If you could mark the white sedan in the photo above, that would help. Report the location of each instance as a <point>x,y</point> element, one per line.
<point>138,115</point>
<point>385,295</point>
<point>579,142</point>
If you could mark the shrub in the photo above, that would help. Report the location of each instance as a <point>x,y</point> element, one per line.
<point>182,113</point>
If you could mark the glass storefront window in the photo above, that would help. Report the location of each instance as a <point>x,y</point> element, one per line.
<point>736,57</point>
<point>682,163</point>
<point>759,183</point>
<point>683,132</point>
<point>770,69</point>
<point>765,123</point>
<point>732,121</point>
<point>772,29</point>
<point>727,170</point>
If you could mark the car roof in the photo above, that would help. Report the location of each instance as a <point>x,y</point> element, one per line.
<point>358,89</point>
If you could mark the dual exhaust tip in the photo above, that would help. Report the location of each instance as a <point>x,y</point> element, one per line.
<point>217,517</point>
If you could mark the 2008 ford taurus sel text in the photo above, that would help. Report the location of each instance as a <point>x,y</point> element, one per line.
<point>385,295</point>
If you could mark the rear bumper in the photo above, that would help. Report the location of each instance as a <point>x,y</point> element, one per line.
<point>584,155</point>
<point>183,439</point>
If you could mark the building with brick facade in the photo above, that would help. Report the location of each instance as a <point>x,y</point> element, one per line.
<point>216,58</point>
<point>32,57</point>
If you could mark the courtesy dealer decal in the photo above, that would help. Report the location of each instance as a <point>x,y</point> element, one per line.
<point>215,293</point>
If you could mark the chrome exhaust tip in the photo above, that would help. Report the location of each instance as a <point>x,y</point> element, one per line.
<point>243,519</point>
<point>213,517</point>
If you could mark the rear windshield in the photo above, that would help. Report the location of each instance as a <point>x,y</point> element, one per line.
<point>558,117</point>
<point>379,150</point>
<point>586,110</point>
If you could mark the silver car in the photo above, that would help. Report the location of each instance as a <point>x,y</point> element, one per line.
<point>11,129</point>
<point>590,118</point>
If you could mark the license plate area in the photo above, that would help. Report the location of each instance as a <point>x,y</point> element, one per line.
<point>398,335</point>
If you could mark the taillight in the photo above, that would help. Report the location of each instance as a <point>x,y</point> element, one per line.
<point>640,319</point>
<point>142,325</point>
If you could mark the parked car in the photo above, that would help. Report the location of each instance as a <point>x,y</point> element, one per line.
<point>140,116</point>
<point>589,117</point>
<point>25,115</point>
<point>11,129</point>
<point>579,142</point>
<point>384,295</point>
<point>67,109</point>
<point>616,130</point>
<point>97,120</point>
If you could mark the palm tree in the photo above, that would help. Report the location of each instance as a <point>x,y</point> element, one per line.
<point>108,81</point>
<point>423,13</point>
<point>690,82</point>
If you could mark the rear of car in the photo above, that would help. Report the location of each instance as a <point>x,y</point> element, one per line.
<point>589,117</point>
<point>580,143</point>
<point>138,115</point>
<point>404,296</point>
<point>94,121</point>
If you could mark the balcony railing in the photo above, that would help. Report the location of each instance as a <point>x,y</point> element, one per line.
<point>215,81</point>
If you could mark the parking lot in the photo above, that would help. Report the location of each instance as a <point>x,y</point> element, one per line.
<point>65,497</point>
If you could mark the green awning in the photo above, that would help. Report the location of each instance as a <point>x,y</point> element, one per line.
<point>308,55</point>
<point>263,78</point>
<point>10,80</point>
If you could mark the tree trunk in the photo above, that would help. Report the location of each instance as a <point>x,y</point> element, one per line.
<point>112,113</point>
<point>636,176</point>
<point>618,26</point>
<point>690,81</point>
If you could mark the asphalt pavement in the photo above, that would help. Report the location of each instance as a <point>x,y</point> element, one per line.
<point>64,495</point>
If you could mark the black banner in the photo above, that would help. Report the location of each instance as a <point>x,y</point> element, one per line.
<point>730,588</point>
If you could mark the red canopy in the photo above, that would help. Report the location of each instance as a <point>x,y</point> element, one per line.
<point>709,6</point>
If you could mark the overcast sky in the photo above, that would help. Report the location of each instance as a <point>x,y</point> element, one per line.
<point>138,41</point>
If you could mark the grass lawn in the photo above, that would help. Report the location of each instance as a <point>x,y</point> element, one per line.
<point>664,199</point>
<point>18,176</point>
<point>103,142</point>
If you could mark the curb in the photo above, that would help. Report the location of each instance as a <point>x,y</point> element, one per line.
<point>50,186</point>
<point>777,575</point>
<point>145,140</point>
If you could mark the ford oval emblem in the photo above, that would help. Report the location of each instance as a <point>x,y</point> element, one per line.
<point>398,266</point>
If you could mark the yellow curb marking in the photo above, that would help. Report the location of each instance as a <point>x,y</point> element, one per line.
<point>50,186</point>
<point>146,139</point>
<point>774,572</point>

────────────────

[Exercise details]
Rewrite the listing above with every "one per line" changed to "each on its own line", keeping all other text the same.

[Result of this exercise]
If you could mark the white sedan in the photo above, that would help. Report the location of each instance as a <point>x,y</point> element, each on its own line.
<point>138,115</point>
<point>385,295</point>
<point>579,142</point>
If you could mark the shrub in the photo above, that would help. Report the location of each instance as a <point>x,y</point> element, each on its own line.
<point>182,113</point>
If you could mark the glass storefront window in the photo above, that would help. Report the location of each instance as a <point>x,y</point> element, each on its own line.
<point>736,57</point>
<point>682,163</point>
<point>759,183</point>
<point>683,132</point>
<point>770,69</point>
<point>765,123</point>
<point>732,121</point>
<point>772,29</point>
<point>727,170</point>
If you could mark the car roof in the photo above, that would help. Report the location of each instance as a <point>x,y</point> element, each on its own line.
<point>358,89</point>
If you could mark the dual exhaust tip in the photo above, that would help. Report the location of each instance as a <point>x,y</point> element, each on its own line.
<point>217,517</point>
If you could mark the 2008 ford taurus sel text in the photo above, that would help. Report the location of each instance as a <point>x,y</point> element, each on its own line.
<point>385,295</point>
If you could mark the rear bumper in the photo above, that would help. Report the location of each instance as a <point>x,y</point> element, each on its own line.
<point>584,155</point>
<point>183,439</point>
If you could mark the building with brick facade in the photo above, that would help. Report the location of each instance as a <point>x,y</point> element, each on its own line.
<point>216,58</point>
<point>32,57</point>
If you could mark the courtesy dealer decal in the photo above, that would help. Report the location of each instance as a <point>x,y</point> element, each on its own line.
<point>215,293</point>
If you could mark the chrome exhaust tip in the photo above, that would help. Report the location of each instance as a <point>x,y</point> element, each on its own line.
<point>243,519</point>
<point>213,517</point>
If you could mark the rear windshield in the photo above, that would help. Report the location of each instance as a <point>x,y</point> element, each on its own line.
<point>558,117</point>
<point>379,150</point>
<point>586,110</point>
If you could mark the silver car in the photo above, that would help. Report the location of each instance as a <point>x,y</point> element, each on its own line.
<point>11,129</point>
<point>590,118</point>
If you could mark the license plate area in the photo above, that would help. Report the location of each instance as a <point>x,y</point> element, each on its own line.
<point>398,335</point>
If you could mark the taillight in the photo above, that would help. Report the location of each instance as a <point>x,y</point> element, each on its own line.
<point>640,319</point>
<point>142,325</point>
If you could mark the parked car in the photo above, that would help. Report the location of each instance as a <point>x,y</point> element, each on its own line.
<point>140,116</point>
<point>589,117</point>
<point>25,115</point>
<point>11,129</point>
<point>579,142</point>
<point>384,295</point>
<point>67,109</point>
<point>616,130</point>
<point>97,120</point>
If you could mark the palm tree in the photo above, that would help. Report the location of each instance as a <point>x,y</point> element, each on its own line.
<point>108,81</point>
<point>423,13</point>
<point>690,82</point>
If you could mark the rear of car in the photo above, that would help. Report the location of each instance as a <point>x,y</point> element, each on its own line.
<point>589,117</point>
<point>580,143</point>
<point>138,115</point>
<point>404,296</point>
<point>94,121</point>
If you could mark the balcony railing in the photo above, that would help. Report the location of each instance as a <point>x,y</point> element, each on its own line.
<point>215,81</point>
If you could mark the parking lot in the photo above, that would help. Report the location of each instance as a <point>x,y</point> element, each on its own line.
<point>65,497</point>
If you could mark the green awning in the photo above, that would help. Report the location of each instance as a <point>x,y</point> element, each on its own line.
<point>308,55</point>
<point>263,78</point>
<point>10,80</point>
If you could mark the tree trunk in the photo above, that would help. Report the location of each instance as a <point>x,y</point> element, each on its own line.
<point>112,113</point>
<point>636,176</point>
<point>618,26</point>
<point>690,81</point>
If you could mark the asphalt pavement in the photo above, that would help. Report the location of each instance as a <point>x,y</point> element, each on its own line.
<point>64,495</point>
If you could mark the black banner in the photo above, that would help. Report the location of each instance as a <point>x,y</point> element, each on its own line.
<point>730,588</point>
If you could mark the red canopy in the photo above, that would help. Report the location of each instance as a <point>x,y</point> element, each on its own line.
<point>709,6</point>
If you could mark the overcast sky in the photo above, that would help. Report the location of each instance as a <point>x,y</point> element, each on its own line.
<point>138,41</point>
If you could mark the grass lawn in the photo above, that would help. Report the location of each instance as a <point>x,y</point> element, each on its own line.
<point>664,199</point>
<point>18,176</point>
<point>103,142</point>
If you could mark the curb in the photo above, that would help. Report the location of each instance as a <point>x,y</point> element, each on its own line.
<point>50,186</point>
<point>777,575</point>
<point>145,140</point>
If you could mark the ford oval emblem in the photo above, that would help. Report the location of each instance as a <point>x,y</point> element, each on its own line.
<point>398,266</point>
If you could mark the yellow curb marking in the photo above, that would help. Report the location of each instance as a <point>x,y</point> element, each on its own line.
<point>50,186</point>
<point>146,139</point>
<point>774,572</point>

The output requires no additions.